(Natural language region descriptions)
== Segment start ==
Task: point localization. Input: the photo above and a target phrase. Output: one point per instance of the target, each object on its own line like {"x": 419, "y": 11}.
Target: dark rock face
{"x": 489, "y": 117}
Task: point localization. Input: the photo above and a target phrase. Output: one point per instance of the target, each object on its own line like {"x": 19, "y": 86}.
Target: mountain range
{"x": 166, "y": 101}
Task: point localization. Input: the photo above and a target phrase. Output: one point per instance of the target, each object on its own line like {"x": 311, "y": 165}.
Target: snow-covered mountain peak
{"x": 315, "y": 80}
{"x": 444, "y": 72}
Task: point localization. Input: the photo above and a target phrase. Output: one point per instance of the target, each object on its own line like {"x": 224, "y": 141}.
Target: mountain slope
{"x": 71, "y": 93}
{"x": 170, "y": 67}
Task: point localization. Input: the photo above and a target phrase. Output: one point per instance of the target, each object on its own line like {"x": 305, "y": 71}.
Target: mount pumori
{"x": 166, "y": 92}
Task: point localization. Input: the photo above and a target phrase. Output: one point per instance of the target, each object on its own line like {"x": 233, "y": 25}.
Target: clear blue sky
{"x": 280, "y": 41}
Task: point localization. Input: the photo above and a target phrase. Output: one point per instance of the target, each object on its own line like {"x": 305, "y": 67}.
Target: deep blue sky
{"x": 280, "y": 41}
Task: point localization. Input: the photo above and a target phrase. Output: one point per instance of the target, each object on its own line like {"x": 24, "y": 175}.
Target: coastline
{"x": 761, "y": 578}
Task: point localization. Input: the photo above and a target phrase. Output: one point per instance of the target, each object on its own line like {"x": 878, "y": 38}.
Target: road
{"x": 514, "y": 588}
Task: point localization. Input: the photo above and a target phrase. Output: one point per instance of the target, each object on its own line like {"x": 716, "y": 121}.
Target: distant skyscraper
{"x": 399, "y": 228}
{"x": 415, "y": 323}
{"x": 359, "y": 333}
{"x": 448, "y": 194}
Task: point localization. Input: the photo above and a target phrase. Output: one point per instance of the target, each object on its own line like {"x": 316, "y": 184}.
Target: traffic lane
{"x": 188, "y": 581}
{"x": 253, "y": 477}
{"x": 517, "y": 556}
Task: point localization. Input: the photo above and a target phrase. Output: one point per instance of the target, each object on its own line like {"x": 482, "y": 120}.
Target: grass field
== Segment end ==
• WHAT TO DO: Once the line with "Target: road" is found, transcribe it and each line after it through the final line of the entries, exactly and only.

• THE COMPLETED TASK:
Target: road
{"x": 514, "y": 588}
Task: point localization. Input: the photo above and a target phrase. Output: one point per instance of the target, each object on its own line like {"x": 716, "y": 121}.
Target: distant skyscraper
{"x": 399, "y": 228}
{"x": 415, "y": 323}
{"x": 359, "y": 333}
{"x": 448, "y": 194}
Task: point localization. Input: the photo above and a target phrase. Output: one point per instance of the target, each object on its own line like {"x": 316, "y": 184}.
Target: traffic lane
{"x": 188, "y": 581}
{"x": 253, "y": 477}
{"x": 517, "y": 556}
Task: point localization. Input: the photo above and a target phrase. Output: one point per instance of the target, each object on its own line like {"x": 482, "y": 120}.
Target: grass field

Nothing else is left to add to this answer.